-------- Textabschnitt

Nach Parteiaustritten Grüne Jugend und Linke vereint?
Es war der zweite Paukenschlag bei den Grünen: Nach der Ankündigung des Rückzugs der Parteispitze verkündet der Vorstand der Grünen Jugend, dass sich ihre Wege mit den Grünen trennen. Führt der Weg nun zur Linken?
In dem Austritts-Statement stehen Sätze wie "Die Grünen sind nicht dazu bereit, sich mit den Reichen und Mächtigen anzulegen", oder "Wir wollen dazu beitragen, dass es bald eine starke linke Partei in Deutschland geben kann" und "Wir hören nicht auf, Politik zu machen. Wir fangen jetzt erst richtig an". Das klingt nach Neuorientierung. Und die Richtung ist auch schon klar: Nach links soll es gehen.

----------------
-------- Datenauszüge

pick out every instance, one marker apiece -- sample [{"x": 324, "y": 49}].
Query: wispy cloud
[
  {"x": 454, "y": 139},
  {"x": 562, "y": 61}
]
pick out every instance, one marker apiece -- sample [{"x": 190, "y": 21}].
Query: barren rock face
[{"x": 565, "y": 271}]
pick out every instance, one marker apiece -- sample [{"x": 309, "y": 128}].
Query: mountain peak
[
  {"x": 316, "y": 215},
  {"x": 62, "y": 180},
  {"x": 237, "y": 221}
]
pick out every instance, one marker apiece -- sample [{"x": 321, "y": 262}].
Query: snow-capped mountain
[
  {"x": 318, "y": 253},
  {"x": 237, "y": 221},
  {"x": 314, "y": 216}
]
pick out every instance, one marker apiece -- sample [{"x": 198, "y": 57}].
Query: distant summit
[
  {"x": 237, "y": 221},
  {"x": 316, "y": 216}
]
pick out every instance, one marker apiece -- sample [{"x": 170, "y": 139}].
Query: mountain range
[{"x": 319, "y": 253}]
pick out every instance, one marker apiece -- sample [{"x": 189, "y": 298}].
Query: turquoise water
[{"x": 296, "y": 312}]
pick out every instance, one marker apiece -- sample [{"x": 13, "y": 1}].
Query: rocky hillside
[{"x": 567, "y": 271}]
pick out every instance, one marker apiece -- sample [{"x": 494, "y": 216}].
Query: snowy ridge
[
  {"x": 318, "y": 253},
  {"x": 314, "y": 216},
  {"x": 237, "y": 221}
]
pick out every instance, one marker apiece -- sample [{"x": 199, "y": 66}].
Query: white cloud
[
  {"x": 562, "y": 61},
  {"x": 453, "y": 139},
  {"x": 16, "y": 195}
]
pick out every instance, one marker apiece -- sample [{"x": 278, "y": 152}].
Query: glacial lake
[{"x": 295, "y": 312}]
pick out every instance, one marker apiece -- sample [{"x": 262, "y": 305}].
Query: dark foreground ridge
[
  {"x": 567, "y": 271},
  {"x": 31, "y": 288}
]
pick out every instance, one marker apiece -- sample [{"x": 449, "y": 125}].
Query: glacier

----------------

Arbeitsauftrag:
Führen Sie den Text über den Austritt des Vorstands der Grünen Jugend im Anschluss an seinen letzten Satz weiter.

Antwortfeld:
Dort befindet sich im parteipolitischen Spektrum die Linkspartei, um die es bekanntlich zurzeit nicht besonders gut steht. Nach dem Weggang von Sahra Wagenknecht sind zwar etwa 8.000 Menschen neu in die Partei eingetreten, aber die Wahlergebnisse sind desaströs.
Zusammenarbeit "ausloten"
Die Linke steht zunehmend für Migrationsfreundlichkeit, für Feminismus und Klimaschutz. Themen, die zwar bei den Wählerinnen und Wählern bei den letzten Wahlen nicht gut ankamen, die aber deutliche Schnittmengen zu den Überzeugungen der Grünen Jugend aufweisen.
Nachfrage bei der Bundessprecherin der Grünen Jugend Katharina Stolla. Sie sagt: "Es ist klar, dass die Linkspartei gerade nicht besonders stark aufgestellt ist. Und trotzdem beobachten wir natürlich mit Interesse, dass sich die Linkspartei gerade auch auf einem Erneuerungsprozess befindet. Uns geht es darum, dass es wieder eine starke linke Kraft in Deutschland gibt, und ich glaube, dass da auch kein Weg daran vorbeiführt auszuloten, wie die Möglichkeiten einer Zusammenarbeit mit der Linkspartei sind."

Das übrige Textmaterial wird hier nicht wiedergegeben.